## start

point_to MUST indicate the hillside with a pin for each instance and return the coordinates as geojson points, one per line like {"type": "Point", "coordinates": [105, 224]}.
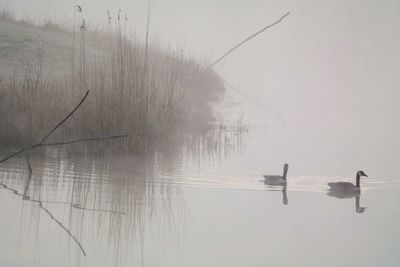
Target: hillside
{"type": "Point", "coordinates": [146, 92]}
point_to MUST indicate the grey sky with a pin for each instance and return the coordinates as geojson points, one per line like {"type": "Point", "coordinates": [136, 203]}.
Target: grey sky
{"type": "Point", "coordinates": [331, 66]}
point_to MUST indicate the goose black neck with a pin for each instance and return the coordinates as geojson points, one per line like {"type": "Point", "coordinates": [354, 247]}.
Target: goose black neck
{"type": "Point", "coordinates": [284, 174]}
{"type": "Point", "coordinates": [358, 180]}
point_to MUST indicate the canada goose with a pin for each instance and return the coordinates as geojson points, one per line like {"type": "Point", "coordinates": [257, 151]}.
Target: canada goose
{"type": "Point", "coordinates": [347, 188]}
{"type": "Point", "coordinates": [277, 179]}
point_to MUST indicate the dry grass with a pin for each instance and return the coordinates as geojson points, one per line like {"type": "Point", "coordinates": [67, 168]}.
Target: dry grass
{"type": "Point", "coordinates": [148, 93]}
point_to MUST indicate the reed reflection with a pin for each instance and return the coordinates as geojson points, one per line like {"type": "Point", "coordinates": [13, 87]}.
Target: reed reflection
{"type": "Point", "coordinates": [116, 200]}
{"type": "Point", "coordinates": [98, 202]}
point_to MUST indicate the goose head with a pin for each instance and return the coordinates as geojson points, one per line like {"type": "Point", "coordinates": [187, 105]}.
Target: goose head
{"type": "Point", "coordinates": [361, 173]}
{"type": "Point", "coordinates": [285, 167]}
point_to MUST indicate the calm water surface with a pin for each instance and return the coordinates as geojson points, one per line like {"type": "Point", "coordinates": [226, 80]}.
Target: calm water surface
{"type": "Point", "coordinates": [207, 208]}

## end

Transcribe the records above exactly, but only from the line that contains "point_to MUST indicate the dry" through their final line, inclusive.

[RESULT]
point_to MUST indicate the dry grass with a pin for each instance and return the coordinates as geojson points, one per line like {"type": "Point", "coordinates": [67, 168]}.
Target: dry grass
{"type": "Point", "coordinates": [148, 93]}
point_to MUST indicate the reed reflection with a pin for each instance and return the coordinates as geojson points, one per line like {"type": "Point", "coordinates": [13, 87]}.
Target: reed reflection
{"type": "Point", "coordinates": [116, 200]}
{"type": "Point", "coordinates": [98, 202]}
point_to MUST indicate the goose head with a pin for each instance and return the coordinates as geojson points, one per line like {"type": "Point", "coordinates": [187, 105]}.
Target: goose head
{"type": "Point", "coordinates": [361, 173]}
{"type": "Point", "coordinates": [285, 167]}
point_to MUST indicate the calm water surface with a pin for each instance and return the coordinates as geojson points, one per line like {"type": "Point", "coordinates": [226, 80]}.
Target: calm water surface
{"type": "Point", "coordinates": [207, 208]}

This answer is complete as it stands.